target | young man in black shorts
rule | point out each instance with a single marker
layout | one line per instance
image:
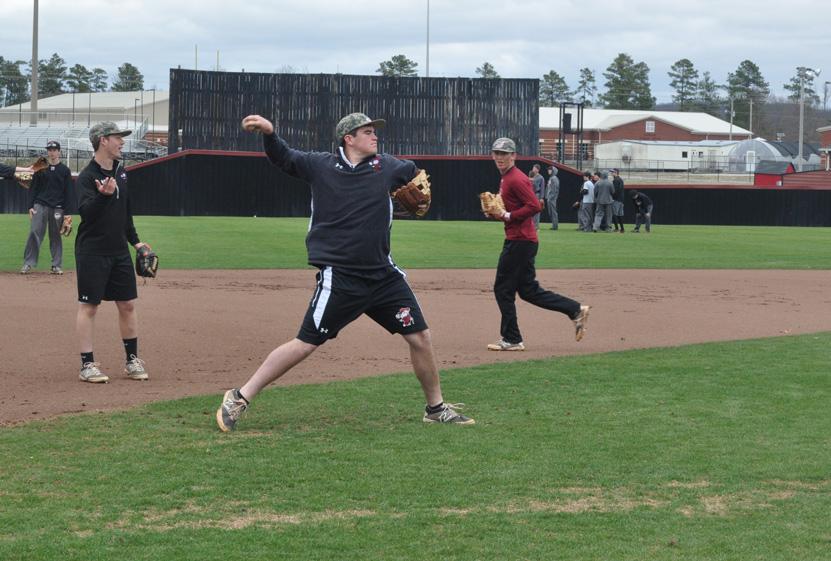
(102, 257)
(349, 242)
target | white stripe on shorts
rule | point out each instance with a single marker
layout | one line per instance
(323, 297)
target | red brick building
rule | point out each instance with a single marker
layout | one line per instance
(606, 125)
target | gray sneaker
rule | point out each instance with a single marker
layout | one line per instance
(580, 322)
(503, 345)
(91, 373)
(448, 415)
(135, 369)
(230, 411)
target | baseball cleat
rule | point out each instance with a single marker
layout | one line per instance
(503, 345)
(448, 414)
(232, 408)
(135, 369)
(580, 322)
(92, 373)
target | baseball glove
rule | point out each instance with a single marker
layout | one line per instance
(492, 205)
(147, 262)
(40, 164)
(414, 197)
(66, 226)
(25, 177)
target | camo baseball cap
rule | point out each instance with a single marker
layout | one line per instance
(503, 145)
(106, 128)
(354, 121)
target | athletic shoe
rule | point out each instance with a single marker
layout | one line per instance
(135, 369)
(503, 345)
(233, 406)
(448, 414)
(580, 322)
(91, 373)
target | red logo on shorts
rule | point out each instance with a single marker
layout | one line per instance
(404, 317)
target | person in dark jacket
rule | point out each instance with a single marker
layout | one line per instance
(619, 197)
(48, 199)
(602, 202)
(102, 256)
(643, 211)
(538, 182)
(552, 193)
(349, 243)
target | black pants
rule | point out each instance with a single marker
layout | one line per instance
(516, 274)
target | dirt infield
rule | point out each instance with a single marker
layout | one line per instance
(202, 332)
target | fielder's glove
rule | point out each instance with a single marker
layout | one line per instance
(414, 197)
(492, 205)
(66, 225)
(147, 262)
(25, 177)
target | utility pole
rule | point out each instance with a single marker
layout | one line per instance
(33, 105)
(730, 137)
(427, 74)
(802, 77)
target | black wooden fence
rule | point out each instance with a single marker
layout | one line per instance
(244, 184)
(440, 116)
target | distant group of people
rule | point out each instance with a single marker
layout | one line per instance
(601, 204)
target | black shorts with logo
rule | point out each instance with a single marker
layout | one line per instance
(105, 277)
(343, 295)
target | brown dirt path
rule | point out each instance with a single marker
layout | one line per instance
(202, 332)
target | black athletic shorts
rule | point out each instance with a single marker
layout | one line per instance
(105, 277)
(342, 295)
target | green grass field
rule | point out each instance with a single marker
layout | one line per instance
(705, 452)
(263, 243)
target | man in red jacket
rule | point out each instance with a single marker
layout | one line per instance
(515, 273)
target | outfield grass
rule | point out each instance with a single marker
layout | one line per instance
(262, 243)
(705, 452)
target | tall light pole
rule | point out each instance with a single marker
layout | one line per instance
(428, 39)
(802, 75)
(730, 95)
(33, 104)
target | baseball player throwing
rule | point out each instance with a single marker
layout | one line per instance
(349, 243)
● ● ●
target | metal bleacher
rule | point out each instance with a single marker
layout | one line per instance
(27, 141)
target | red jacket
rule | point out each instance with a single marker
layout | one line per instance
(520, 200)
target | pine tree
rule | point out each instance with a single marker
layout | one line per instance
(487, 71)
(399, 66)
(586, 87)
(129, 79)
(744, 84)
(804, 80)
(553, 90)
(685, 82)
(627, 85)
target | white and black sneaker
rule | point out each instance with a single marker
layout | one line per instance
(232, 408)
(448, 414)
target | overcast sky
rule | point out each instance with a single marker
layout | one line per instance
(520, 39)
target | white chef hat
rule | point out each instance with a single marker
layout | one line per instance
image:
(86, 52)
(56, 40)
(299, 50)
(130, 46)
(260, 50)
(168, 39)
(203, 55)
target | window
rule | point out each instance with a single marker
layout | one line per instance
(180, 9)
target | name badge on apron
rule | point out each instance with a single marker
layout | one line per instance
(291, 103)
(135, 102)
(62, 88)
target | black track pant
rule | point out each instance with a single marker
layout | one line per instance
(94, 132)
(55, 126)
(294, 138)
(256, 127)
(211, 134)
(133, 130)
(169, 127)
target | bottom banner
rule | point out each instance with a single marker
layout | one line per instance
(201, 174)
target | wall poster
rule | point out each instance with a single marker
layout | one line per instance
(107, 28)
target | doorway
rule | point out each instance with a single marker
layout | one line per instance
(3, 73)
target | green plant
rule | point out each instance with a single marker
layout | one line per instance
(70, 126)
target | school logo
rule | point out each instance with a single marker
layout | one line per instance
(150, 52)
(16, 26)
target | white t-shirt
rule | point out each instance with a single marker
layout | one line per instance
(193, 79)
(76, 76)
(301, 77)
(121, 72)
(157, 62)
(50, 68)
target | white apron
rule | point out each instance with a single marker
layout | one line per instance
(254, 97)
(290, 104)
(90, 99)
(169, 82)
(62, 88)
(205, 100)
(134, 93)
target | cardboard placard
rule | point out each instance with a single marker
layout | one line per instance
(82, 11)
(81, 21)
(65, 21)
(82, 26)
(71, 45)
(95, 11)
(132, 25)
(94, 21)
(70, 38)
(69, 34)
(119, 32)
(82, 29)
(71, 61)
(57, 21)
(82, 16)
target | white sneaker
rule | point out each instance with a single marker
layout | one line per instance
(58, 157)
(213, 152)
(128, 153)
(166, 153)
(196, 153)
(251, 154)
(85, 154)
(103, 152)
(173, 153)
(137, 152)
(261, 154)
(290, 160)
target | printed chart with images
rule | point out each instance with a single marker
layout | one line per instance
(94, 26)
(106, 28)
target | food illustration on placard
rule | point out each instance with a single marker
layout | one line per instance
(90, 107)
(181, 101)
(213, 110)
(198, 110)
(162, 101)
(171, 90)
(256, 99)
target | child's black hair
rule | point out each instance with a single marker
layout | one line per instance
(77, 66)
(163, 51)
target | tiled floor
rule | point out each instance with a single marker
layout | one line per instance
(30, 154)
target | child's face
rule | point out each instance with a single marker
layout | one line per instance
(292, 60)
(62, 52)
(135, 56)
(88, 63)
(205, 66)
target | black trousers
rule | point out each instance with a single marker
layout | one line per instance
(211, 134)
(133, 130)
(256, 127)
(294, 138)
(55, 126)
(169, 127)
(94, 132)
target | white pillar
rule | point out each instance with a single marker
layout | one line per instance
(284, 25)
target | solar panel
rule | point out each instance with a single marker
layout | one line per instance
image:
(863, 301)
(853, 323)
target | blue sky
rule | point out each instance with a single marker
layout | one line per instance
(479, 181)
● ● ●
TRY IT: Would you please show every line of the material above that includes the string "glove"?

ANSWER BELOW:
target | baseball glove
target | fielder's glove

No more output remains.